The exercise - In the passage about the boat trip on the Hoogly, who chartered the steamboat for the evening ride?

Passage given -
The Ramakrishna Kathamrita describes a memorable boat ride on the Hoogly that was undertaken by Sri Ramakrishna Paramhansa and Keshab Chandra Sen

By Joy (Sirshendu)

On 27th October 1882, the day of the Lakshmi Puja for Bengalis, there took place a very special boat trip on the River Hoogly in Kolkata. The delightful episode is described in Ramakrishna Kathamrita and is a very wonderful read.

On that day Sri Keshab Chandra Sen chartered a steamboat to take Sri Ramakrishna Paramhamsa on an evening trip down the river.

Ramkrishna Paramhansa
Ramkrishna Paramhansa

Sri Ramakrishna the great devotee of Kali used to reside at the beautiful temple at Dakshineshwar. This was the time when all his disciples including Narendra (later Swami Vivekananda) were young lads who hung around the temple delighting in Sri Ramakrishna’s company. He was not widely known at that time and in fact it was Sri Ramakrishna who had sought out Keshab Chandra Sen and met him a few years earlier.

Sen was one of the important names in the reform movements in that period and comes across as a very interesting, if somewhat a complex character. He came from a very orthodox Hindu background, his grandfather being one of the foremost in the pro-sati anti-Rammohun Roy movement. During his lifetime he seems to have been a bundle of well-meaning passion and brilliant oratory but his half-baked ideas shifted from doctrine to doctrine, until his association with Sri Ramakrishna came about. At the time of the boat ride he was associated with the Brahmo Samaj and had followers of his own.

Dataset excerpts -

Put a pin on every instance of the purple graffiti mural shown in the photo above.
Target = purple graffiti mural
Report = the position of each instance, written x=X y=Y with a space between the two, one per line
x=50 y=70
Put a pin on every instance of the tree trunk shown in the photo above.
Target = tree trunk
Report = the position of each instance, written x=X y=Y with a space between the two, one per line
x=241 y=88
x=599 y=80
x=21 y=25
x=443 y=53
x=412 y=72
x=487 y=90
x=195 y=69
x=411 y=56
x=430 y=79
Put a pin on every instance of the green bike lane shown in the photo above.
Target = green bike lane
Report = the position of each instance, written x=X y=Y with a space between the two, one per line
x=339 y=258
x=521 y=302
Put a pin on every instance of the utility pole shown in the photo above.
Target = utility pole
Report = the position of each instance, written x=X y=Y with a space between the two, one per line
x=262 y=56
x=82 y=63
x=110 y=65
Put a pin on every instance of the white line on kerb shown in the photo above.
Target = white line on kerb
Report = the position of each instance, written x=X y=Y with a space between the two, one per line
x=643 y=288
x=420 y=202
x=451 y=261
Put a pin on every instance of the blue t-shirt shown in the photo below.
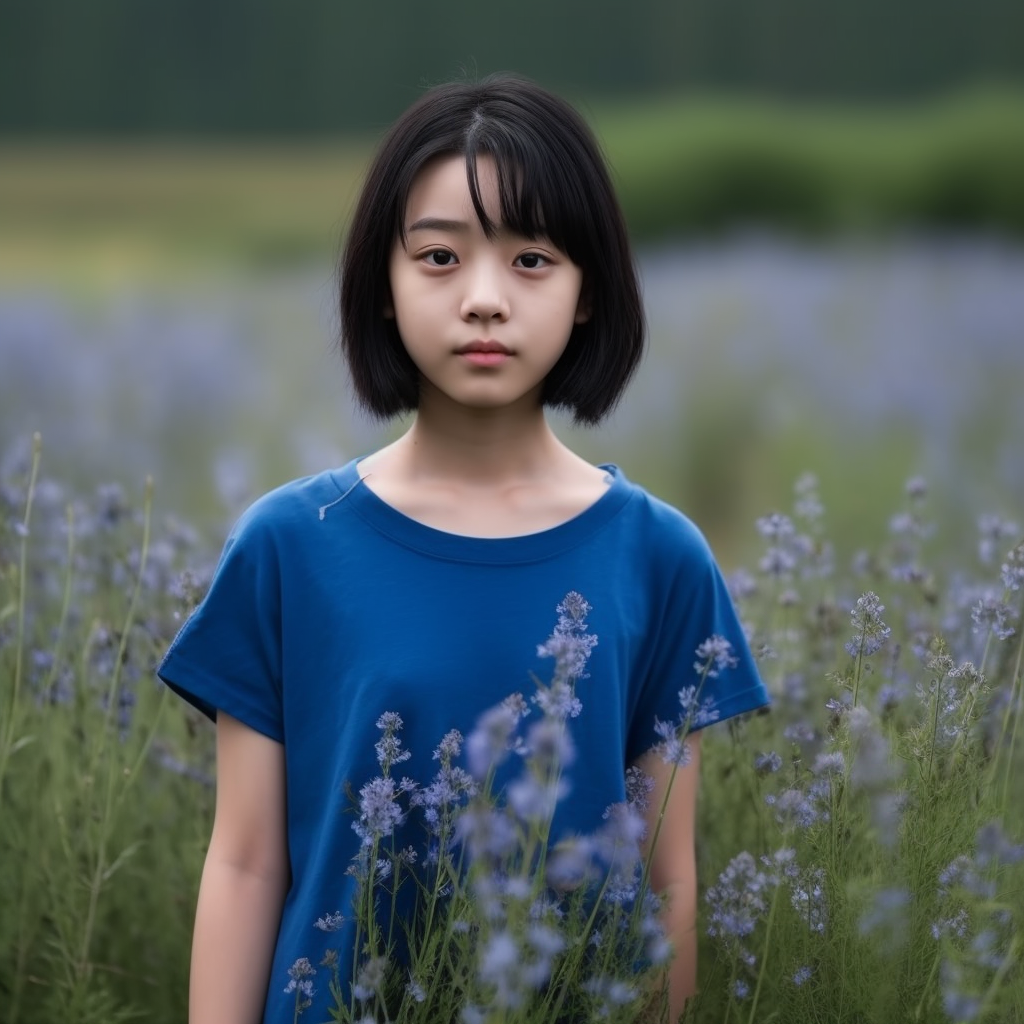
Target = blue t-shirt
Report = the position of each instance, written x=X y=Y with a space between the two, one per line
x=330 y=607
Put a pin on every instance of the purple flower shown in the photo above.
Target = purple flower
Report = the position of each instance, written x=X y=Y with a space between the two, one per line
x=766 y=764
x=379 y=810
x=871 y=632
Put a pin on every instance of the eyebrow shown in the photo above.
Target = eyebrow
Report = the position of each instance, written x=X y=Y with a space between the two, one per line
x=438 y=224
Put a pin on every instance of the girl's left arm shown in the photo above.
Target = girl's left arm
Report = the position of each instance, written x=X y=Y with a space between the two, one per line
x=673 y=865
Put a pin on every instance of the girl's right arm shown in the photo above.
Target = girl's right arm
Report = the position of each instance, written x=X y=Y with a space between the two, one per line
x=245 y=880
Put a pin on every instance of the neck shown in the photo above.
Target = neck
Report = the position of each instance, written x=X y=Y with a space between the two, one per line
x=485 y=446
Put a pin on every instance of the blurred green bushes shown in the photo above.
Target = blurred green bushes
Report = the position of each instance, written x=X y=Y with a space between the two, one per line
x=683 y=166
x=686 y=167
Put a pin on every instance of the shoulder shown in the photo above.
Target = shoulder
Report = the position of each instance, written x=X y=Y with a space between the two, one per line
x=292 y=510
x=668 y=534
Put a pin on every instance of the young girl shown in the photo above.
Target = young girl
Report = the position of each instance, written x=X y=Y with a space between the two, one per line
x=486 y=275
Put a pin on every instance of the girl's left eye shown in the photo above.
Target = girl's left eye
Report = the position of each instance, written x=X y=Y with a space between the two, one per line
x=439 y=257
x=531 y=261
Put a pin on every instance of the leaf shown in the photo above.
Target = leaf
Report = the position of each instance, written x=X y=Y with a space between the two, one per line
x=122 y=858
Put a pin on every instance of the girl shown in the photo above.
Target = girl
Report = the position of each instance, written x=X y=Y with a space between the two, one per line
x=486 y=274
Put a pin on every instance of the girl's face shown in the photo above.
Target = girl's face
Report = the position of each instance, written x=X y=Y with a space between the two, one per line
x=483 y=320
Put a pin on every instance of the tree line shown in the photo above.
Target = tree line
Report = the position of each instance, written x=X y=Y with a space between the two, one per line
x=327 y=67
...
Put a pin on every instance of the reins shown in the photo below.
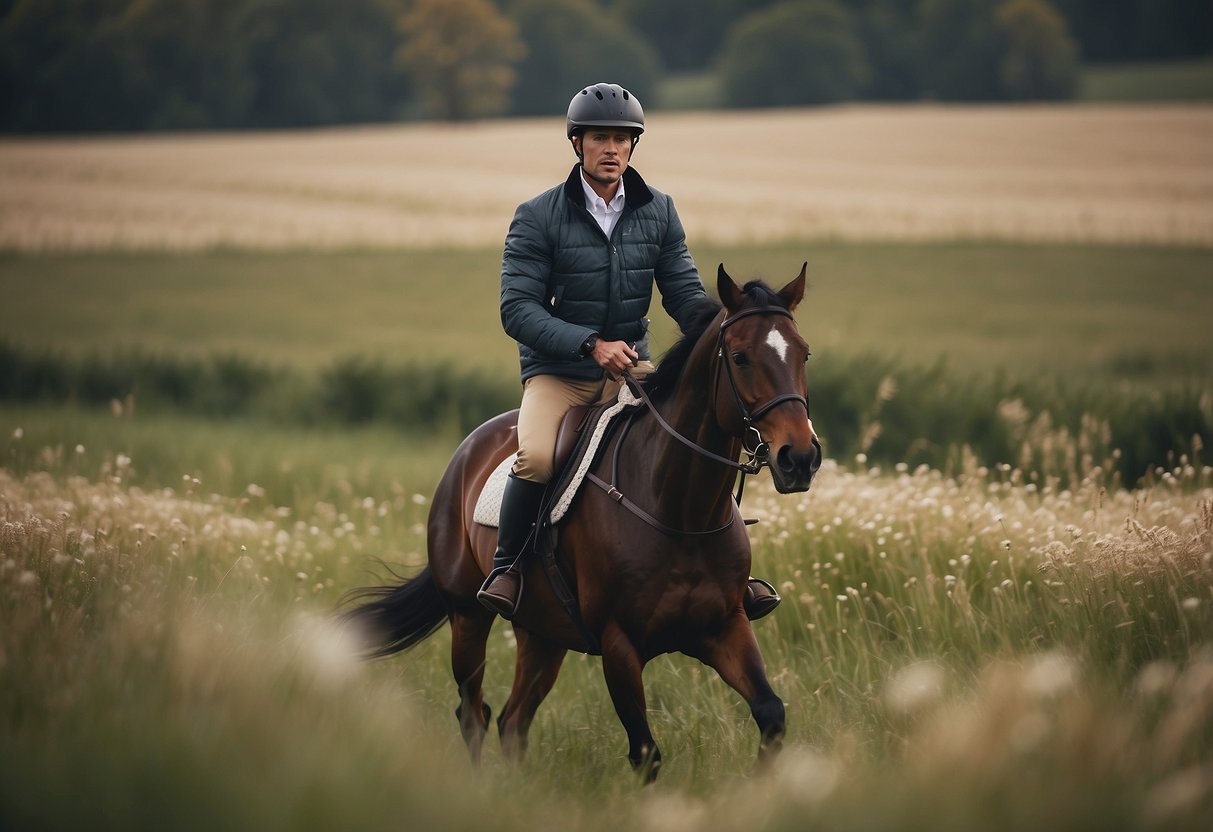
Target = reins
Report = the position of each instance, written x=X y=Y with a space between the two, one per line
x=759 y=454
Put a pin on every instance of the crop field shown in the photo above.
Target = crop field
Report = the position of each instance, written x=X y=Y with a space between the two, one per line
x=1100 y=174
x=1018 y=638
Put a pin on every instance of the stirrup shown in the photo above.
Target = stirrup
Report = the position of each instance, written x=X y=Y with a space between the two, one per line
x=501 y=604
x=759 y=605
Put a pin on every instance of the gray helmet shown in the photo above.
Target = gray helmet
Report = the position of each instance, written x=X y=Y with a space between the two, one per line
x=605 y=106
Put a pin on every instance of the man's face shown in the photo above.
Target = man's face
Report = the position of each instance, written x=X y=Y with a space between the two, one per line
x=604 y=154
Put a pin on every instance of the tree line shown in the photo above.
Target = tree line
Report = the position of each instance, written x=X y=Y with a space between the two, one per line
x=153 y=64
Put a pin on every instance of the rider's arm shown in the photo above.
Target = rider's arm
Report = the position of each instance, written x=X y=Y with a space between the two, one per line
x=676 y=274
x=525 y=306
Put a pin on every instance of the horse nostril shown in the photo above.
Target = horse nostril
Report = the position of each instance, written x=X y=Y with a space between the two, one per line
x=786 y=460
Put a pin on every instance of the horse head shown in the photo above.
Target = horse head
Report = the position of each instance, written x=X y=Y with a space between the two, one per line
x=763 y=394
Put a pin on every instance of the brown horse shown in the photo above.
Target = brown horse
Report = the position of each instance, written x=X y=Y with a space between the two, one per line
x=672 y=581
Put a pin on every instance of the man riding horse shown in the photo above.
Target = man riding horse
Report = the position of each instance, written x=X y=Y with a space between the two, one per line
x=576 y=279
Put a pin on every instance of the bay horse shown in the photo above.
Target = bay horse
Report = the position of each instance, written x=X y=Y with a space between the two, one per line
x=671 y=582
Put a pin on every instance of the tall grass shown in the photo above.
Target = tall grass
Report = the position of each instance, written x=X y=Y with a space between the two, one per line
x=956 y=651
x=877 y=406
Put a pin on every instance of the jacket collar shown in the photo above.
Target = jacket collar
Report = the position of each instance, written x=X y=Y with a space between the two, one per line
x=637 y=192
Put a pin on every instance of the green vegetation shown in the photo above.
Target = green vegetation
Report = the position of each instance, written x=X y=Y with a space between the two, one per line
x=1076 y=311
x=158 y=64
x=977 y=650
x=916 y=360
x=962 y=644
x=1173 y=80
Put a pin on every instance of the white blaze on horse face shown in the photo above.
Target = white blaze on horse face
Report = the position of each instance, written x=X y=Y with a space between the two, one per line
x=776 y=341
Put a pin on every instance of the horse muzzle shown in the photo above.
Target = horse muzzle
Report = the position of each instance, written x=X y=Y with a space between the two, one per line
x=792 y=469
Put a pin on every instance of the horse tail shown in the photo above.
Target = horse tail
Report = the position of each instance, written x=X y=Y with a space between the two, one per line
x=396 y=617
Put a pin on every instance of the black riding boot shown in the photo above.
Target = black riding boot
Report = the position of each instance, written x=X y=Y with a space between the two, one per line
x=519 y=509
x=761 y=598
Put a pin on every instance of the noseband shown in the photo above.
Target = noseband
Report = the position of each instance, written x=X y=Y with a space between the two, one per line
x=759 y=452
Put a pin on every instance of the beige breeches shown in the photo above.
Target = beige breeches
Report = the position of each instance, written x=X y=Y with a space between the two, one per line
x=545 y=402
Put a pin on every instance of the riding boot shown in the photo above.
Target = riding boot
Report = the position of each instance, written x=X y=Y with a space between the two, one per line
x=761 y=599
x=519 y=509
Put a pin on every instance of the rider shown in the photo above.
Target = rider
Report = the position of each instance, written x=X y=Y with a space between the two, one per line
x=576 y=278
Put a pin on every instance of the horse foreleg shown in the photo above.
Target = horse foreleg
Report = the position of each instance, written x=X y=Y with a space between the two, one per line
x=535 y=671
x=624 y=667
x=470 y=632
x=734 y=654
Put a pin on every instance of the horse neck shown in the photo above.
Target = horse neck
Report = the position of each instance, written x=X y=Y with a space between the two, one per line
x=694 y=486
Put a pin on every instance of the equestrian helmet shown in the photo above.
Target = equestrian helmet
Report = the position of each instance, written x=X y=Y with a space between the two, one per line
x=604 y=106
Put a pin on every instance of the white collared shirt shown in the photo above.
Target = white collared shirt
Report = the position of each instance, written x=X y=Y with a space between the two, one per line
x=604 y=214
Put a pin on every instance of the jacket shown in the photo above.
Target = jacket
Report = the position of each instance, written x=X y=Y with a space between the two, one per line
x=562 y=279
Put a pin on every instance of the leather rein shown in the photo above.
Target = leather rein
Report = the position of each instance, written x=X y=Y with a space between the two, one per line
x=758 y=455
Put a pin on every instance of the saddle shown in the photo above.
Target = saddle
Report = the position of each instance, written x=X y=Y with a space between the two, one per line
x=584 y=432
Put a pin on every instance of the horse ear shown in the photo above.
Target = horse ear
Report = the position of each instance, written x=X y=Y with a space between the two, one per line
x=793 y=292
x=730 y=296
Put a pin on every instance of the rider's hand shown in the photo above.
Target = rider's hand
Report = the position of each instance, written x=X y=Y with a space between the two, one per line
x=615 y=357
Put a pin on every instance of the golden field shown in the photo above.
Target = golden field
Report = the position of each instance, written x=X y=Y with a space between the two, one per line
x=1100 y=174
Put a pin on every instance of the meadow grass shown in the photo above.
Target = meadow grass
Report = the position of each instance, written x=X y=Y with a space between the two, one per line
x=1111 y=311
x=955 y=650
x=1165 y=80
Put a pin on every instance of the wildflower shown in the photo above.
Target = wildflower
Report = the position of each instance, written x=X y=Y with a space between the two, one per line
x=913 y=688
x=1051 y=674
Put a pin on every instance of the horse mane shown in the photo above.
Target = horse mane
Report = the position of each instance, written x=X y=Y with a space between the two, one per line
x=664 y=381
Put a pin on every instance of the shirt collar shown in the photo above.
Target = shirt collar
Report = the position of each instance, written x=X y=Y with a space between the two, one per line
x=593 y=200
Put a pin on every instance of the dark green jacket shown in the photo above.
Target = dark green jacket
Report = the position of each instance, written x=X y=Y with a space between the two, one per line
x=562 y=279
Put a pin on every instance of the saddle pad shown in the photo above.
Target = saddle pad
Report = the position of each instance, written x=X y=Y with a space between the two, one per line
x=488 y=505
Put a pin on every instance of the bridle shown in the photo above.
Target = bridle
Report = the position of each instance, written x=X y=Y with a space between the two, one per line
==
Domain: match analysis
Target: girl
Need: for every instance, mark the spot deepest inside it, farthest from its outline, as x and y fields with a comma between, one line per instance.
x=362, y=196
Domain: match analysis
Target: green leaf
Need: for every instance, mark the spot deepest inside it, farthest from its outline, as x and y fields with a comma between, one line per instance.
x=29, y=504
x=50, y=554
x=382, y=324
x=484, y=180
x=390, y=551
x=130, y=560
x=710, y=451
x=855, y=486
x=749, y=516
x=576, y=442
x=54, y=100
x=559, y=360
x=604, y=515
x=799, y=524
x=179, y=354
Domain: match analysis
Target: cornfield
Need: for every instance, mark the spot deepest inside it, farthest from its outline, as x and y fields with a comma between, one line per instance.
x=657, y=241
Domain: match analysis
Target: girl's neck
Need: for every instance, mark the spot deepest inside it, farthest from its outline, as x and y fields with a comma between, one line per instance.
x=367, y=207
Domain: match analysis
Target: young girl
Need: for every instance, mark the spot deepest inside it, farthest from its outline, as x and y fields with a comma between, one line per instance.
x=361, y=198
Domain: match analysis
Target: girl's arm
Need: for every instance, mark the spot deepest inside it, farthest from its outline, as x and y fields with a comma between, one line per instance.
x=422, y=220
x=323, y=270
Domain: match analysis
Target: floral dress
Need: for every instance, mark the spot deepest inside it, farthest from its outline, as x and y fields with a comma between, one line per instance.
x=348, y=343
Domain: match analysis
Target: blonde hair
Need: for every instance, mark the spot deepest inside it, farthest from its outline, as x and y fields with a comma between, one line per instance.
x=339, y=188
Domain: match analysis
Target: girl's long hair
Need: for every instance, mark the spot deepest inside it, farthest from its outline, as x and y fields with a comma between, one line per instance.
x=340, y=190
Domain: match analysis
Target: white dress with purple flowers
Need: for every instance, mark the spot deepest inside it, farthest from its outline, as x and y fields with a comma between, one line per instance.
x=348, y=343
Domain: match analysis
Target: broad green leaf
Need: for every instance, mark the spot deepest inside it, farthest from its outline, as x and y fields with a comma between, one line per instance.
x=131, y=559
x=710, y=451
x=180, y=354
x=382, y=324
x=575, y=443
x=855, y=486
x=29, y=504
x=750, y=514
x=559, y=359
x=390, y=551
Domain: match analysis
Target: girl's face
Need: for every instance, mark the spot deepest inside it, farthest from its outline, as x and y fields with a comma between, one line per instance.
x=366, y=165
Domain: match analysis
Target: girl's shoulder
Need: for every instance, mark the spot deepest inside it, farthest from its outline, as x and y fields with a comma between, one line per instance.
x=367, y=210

Solution for this problem - Sri Keshab Chandra Sen chartered the steamboat.